Selain itu, perusahaan menunjukkan dengan lebih jelas jalur perkembangan karier serta menekankan pentingnya pelatihan dan pembelajaran. Karyawan dilibatkan dalam beberapa proyek sejak awal karier mereka. “Karyawan kami dilibatkan langsung dalam berbagai proyek, diberikan ruang untuk berkontribusi dan belajar dari kesalahan.”
Saat ini kelompok generasi Z semakin mendominasi dunia kerja. Berdasarkan data Badan Pusat Statistik, jumlah Gen Z di Indonesia mencapai 26,4 persen dari total populasi nasional atau sekitar 71,5 juta jiwa. Generasi yang lahir antara tahun 1997 hingga 2012 ini memiliki karakteristik unik yang membuatnya berbeda dengan generasi sebelumnya.
Karena jumlahnya mulai mendominasi, cara kerja gen Z juga jadi sorotan. Dosen Psikologi Universitas Paramadina Jakarta, Tia Rahmania mengatakan angkatan kerja ini juga lekat dengan istilah job hopping atau kecenderungan seseorang untuk berpindah-pindah pekerjaan dalam jangka waktu yang relatif singkat.

(Data lokalisasi titik)
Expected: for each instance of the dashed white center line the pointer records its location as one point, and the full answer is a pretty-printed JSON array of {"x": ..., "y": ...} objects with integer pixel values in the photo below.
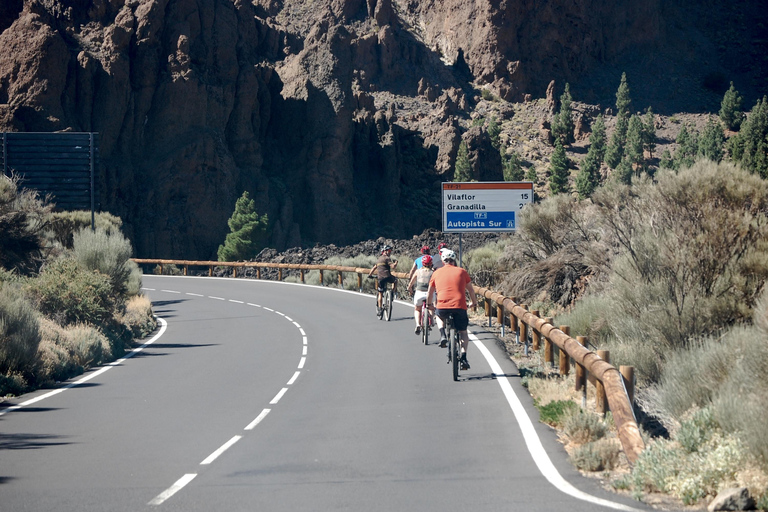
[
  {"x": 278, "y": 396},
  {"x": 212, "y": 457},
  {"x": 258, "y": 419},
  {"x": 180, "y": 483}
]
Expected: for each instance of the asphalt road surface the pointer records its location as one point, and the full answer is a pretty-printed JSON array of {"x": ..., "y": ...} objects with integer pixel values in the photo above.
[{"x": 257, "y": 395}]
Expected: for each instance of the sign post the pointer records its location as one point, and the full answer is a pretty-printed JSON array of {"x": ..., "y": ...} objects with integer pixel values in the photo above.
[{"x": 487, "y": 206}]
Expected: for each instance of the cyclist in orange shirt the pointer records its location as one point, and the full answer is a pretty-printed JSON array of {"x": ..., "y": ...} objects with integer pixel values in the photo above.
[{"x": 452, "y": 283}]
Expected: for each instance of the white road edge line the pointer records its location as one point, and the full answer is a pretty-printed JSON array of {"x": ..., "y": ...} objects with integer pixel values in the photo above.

• **YANG HARUS DIKERJAKAN**:
Tuliskan ulang kata demi kata bagian teks sumber tentang generasi Z di dunia kerja di atas, mulai dari "Selain itu, perusahaan" sampai dengan "dengan generasi sebelumnya.".

• **BAGIAN JAWABAN**:
Selain itu, perusahaan menunjukkan dengan lebih jelas jalur perkembangan karier serta menekankan pentingnya pelatihan dan pembelajaran. Karyawan dilibatkan dalam beberapa proyek sejak awal karier mereka. “Karyawan kami dilibatkan langsung dalam berbagai proyek, diberikan ruang untuk berkontribusi dan belajar dari kesalahan.”
Saat ini kelompok generasi Z semakin mendominasi dunia kerja. Berdasarkan data Badan Pusat Statistik, jumlah Gen Z di Indonesia mencapai 26,4 persen dari total populasi nasional atau sekitar 71,5 juta jiwa. Generasi yang lahir antara tahun 1997 hingga 2012 ini memiliki karakteristik unik yang membuatnya berbeda dengan generasi sebelumnya.